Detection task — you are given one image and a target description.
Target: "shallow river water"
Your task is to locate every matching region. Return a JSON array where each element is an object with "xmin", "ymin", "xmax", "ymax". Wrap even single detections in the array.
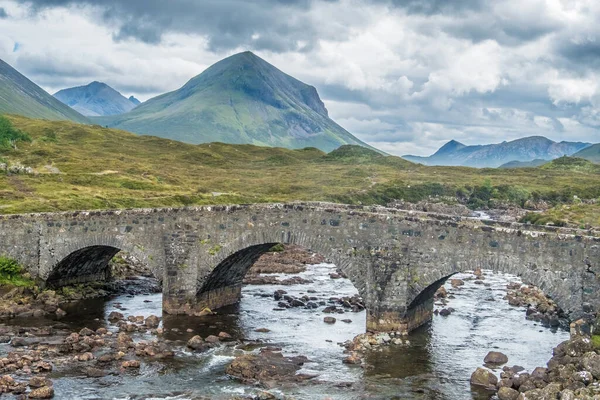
[{"xmin": 3, "ymin": 264, "xmax": 569, "ymax": 399}]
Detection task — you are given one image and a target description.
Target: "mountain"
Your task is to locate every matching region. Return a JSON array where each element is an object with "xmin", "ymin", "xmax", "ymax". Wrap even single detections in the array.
[
  {"xmin": 128, "ymin": 96, "xmax": 141, "ymax": 106},
  {"xmin": 54, "ymin": 82, "xmax": 139, "ymax": 117},
  {"xmin": 573, "ymin": 143, "xmax": 600, "ymax": 163},
  {"xmin": 403, "ymin": 136, "xmax": 591, "ymax": 168},
  {"xmin": 0, "ymin": 58, "xmax": 89, "ymax": 124},
  {"xmin": 91, "ymin": 51, "xmax": 373, "ymax": 152},
  {"xmin": 498, "ymin": 159, "xmax": 549, "ymax": 168}
]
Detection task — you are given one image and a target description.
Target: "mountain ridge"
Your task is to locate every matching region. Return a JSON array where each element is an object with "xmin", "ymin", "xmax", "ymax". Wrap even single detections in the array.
[
  {"xmin": 91, "ymin": 51, "xmax": 375, "ymax": 153},
  {"xmin": 0, "ymin": 58, "xmax": 89, "ymax": 124},
  {"xmin": 403, "ymin": 136, "xmax": 591, "ymax": 168}
]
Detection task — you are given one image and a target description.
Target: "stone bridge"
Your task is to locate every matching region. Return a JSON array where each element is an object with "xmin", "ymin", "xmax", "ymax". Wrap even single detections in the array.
[{"xmin": 0, "ymin": 202, "xmax": 598, "ymax": 333}]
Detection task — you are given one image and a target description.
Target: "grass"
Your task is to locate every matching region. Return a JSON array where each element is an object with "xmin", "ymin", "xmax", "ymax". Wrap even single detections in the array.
[
  {"xmin": 522, "ymin": 204, "xmax": 600, "ymax": 229},
  {"xmin": 0, "ymin": 255, "xmax": 35, "ymax": 287},
  {"xmin": 0, "ymin": 115, "xmax": 599, "ymax": 228}
]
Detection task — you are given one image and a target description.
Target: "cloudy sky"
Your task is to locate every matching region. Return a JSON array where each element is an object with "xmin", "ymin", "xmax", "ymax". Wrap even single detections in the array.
[{"xmin": 1, "ymin": 0, "xmax": 599, "ymax": 155}]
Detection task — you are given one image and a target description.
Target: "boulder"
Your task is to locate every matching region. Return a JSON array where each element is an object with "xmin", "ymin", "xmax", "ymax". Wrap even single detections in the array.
[
  {"xmin": 498, "ymin": 387, "xmax": 519, "ymax": 400},
  {"xmin": 28, "ymin": 376, "xmax": 51, "ymax": 388},
  {"xmin": 108, "ymin": 311, "xmax": 124, "ymax": 322},
  {"xmin": 218, "ymin": 332, "xmax": 232, "ymax": 340},
  {"xmin": 470, "ymin": 367, "xmax": 498, "ymax": 389},
  {"xmin": 77, "ymin": 352, "xmax": 94, "ymax": 362},
  {"xmin": 581, "ymin": 352, "xmax": 600, "ymax": 379},
  {"xmin": 144, "ymin": 315, "xmax": 160, "ymax": 328},
  {"xmin": 450, "ymin": 279, "xmax": 464, "ymax": 288},
  {"xmin": 28, "ymin": 386, "xmax": 55, "ymax": 398},
  {"xmin": 205, "ymin": 335, "xmax": 220, "ymax": 344},
  {"xmin": 79, "ymin": 327, "xmax": 94, "ymax": 336},
  {"xmin": 324, "ymin": 317, "xmax": 336, "ymax": 324},
  {"xmin": 484, "ymin": 351, "xmax": 509, "ymax": 365},
  {"xmin": 225, "ymin": 350, "xmax": 310, "ymax": 383},
  {"xmin": 343, "ymin": 353, "xmax": 361, "ymax": 365},
  {"xmin": 121, "ymin": 360, "xmax": 141, "ymax": 368}
]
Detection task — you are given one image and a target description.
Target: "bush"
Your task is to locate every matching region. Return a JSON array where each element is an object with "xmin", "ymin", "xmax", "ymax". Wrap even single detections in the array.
[
  {"xmin": 0, "ymin": 256, "xmax": 22, "ymax": 277},
  {"xmin": 0, "ymin": 116, "xmax": 31, "ymax": 150},
  {"xmin": 269, "ymin": 243, "xmax": 285, "ymax": 252}
]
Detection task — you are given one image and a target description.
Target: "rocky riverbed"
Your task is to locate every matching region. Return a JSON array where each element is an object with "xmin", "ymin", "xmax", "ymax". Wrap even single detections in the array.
[{"xmin": 0, "ymin": 251, "xmax": 573, "ymax": 399}]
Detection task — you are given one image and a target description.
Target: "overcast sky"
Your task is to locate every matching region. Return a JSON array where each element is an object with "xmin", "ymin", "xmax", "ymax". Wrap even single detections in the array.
[{"xmin": 1, "ymin": 0, "xmax": 599, "ymax": 155}]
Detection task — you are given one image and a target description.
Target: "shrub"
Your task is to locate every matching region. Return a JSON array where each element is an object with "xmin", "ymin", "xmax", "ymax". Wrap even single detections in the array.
[
  {"xmin": 269, "ymin": 243, "xmax": 285, "ymax": 252},
  {"xmin": 0, "ymin": 116, "xmax": 31, "ymax": 150},
  {"xmin": 0, "ymin": 256, "xmax": 22, "ymax": 277}
]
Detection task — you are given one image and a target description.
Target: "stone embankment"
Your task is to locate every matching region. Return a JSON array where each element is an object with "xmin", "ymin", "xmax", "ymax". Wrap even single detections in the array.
[
  {"xmin": 470, "ymin": 320, "xmax": 600, "ymax": 399},
  {"xmin": 505, "ymin": 281, "xmax": 567, "ymax": 328}
]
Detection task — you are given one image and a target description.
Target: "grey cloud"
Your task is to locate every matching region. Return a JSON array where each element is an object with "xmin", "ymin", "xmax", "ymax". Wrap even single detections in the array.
[
  {"xmin": 0, "ymin": 7, "xmax": 8, "ymax": 18},
  {"xmin": 385, "ymin": 0, "xmax": 487, "ymax": 15},
  {"xmin": 17, "ymin": 0, "xmax": 341, "ymax": 52},
  {"xmin": 442, "ymin": 17, "xmax": 560, "ymax": 46},
  {"xmin": 555, "ymin": 38, "xmax": 600, "ymax": 69},
  {"xmin": 112, "ymin": 20, "xmax": 162, "ymax": 44}
]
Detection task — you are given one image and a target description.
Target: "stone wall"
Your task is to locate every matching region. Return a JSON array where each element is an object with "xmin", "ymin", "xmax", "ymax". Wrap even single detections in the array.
[{"xmin": 0, "ymin": 202, "xmax": 597, "ymax": 333}]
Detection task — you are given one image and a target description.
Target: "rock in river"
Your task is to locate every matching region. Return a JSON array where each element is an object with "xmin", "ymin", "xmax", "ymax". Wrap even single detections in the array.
[
  {"xmin": 484, "ymin": 351, "xmax": 509, "ymax": 365},
  {"xmin": 226, "ymin": 349, "xmax": 313, "ymax": 384},
  {"xmin": 470, "ymin": 367, "xmax": 498, "ymax": 389}
]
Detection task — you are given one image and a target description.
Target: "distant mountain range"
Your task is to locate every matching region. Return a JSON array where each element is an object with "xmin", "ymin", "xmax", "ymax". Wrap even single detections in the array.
[
  {"xmin": 91, "ymin": 51, "xmax": 373, "ymax": 152},
  {"xmin": 403, "ymin": 137, "xmax": 592, "ymax": 168},
  {"xmin": 0, "ymin": 58, "xmax": 89, "ymax": 124},
  {"xmin": 54, "ymin": 82, "xmax": 140, "ymax": 116}
]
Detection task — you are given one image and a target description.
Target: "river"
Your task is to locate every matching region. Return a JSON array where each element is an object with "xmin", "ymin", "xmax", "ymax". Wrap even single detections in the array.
[{"xmin": 1, "ymin": 263, "xmax": 569, "ymax": 399}]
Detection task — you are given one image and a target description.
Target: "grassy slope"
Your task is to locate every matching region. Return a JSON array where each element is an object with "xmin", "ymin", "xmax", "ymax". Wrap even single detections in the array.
[
  {"xmin": 573, "ymin": 143, "xmax": 600, "ymax": 163},
  {"xmin": 0, "ymin": 59, "xmax": 90, "ymax": 124},
  {"xmin": 0, "ymin": 115, "xmax": 599, "ymax": 229}
]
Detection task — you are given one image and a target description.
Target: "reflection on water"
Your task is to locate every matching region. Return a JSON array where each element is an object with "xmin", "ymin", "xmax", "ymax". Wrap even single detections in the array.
[{"xmin": 1, "ymin": 265, "xmax": 569, "ymax": 399}]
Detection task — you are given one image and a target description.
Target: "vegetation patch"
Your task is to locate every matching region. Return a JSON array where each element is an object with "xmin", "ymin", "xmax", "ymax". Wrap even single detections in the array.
[
  {"xmin": 269, "ymin": 243, "xmax": 285, "ymax": 252},
  {"xmin": 0, "ymin": 115, "xmax": 31, "ymax": 151},
  {"xmin": 0, "ymin": 255, "xmax": 34, "ymax": 287},
  {"xmin": 208, "ymin": 245, "xmax": 223, "ymax": 256}
]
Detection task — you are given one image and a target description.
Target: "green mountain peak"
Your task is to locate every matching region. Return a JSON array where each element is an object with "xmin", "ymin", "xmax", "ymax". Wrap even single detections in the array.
[{"xmin": 92, "ymin": 51, "xmax": 373, "ymax": 152}]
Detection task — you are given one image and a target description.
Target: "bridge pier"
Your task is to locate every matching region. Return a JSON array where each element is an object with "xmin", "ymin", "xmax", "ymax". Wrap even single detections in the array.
[{"xmin": 367, "ymin": 300, "xmax": 434, "ymax": 334}]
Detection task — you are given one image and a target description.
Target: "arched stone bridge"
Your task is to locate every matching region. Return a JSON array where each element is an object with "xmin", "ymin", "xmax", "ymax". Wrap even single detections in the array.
[{"xmin": 0, "ymin": 202, "xmax": 598, "ymax": 333}]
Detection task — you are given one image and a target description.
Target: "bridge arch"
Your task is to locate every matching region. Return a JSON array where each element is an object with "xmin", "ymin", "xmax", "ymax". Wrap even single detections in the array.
[
  {"xmin": 42, "ymin": 233, "xmax": 166, "ymax": 287},
  {"xmin": 193, "ymin": 228, "xmax": 368, "ymax": 311},
  {"xmin": 404, "ymin": 254, "xmax": 582, "ymax": 330}
]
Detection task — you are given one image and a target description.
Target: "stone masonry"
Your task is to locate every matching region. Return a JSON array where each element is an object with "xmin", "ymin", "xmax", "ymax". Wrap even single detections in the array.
[{"xmin": 0, "ymin": 202, "xmax": 598, "ymax": 334}]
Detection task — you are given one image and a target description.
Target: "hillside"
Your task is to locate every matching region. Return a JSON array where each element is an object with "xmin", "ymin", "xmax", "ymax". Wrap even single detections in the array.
[
  {"xmin": 54, "ymin": 82, "xmax": 139, "ymax": 116},
  {"xmin": 92, "ymin": 51, "xmax": 373, "ymax": 152},
  {"xmin": 540, "ymin": 156, "xmax": 600, "ymax": 173},
  {"xmin": 573, "ymin": 143, "xmax": 600, "ymax": 163},
  {"xmin": 0, "ymin": 59, "xmax": 89, "ymax": 124},
  {"xmin": 0, "ymin": 115, "xmax": 599, "ymax": 220},
  {"xmin": 499, "ymin": 159, "xmax": 549, "ymax": 168},
  {"xmin": 403, "ymin": 136, "xmax": 590, "ymax": 168}
]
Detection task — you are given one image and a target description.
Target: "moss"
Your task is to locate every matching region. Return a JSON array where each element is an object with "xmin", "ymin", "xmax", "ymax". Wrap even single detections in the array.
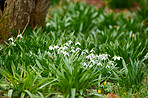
[{"xmin": 0, "ymin": 14, "xmax": 10, "ymax": 44}]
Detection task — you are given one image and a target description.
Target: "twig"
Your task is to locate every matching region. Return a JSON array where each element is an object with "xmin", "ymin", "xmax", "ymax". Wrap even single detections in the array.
[
  {"xmin": 0, "ymin": 12, "xmax": 30, "ymax": 53},
  {"xmin": 14, "ymin": 29, "xmax": 20, "ymax": 42},
  {"xmin": 21, "ymin": 12, "xmax": 30, "ymax": 36}
]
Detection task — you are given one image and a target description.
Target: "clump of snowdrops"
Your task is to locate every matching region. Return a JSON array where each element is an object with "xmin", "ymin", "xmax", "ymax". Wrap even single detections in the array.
[{"xmin": 45, "ymin": 40, "xmax": 121, "ymax": 97}]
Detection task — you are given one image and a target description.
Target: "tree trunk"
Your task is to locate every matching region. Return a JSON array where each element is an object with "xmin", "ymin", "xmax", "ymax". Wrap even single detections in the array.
[{"xmin": 0, "ymin": 0, "xmax": 50, "ymax": 43}]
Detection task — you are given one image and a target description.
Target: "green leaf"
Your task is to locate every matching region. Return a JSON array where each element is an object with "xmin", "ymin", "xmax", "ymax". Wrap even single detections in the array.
[
  {"xmin": 122, "ymin": 59, "xmax": 128, "ymax": 75},
  {"xmin": 71, "ymin": 88, "xmax": 76, "ymax": 98},
  {"xmin": 35, "ymin": 59, "xmax": 43, "ymax": 69},
  {"xmin": 24, "ymin": 90, "xmax": 34, "ymax": 98},
  {"xmin": 20, "ymin": 92, "xmax": 25, "ymax": 98},
  {"xmin": 8, "ymin": 89, "xmax": 13, "ymax": 98},
  {"xmin": 37, "ymin": 91, "xmax": 44, "ymax": 98}
]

·····

Task to complete
Search the listing above for the string "green". Copy every line that contains it.

Result of the task
Target: "green mountain peak"
Target: "green leaf"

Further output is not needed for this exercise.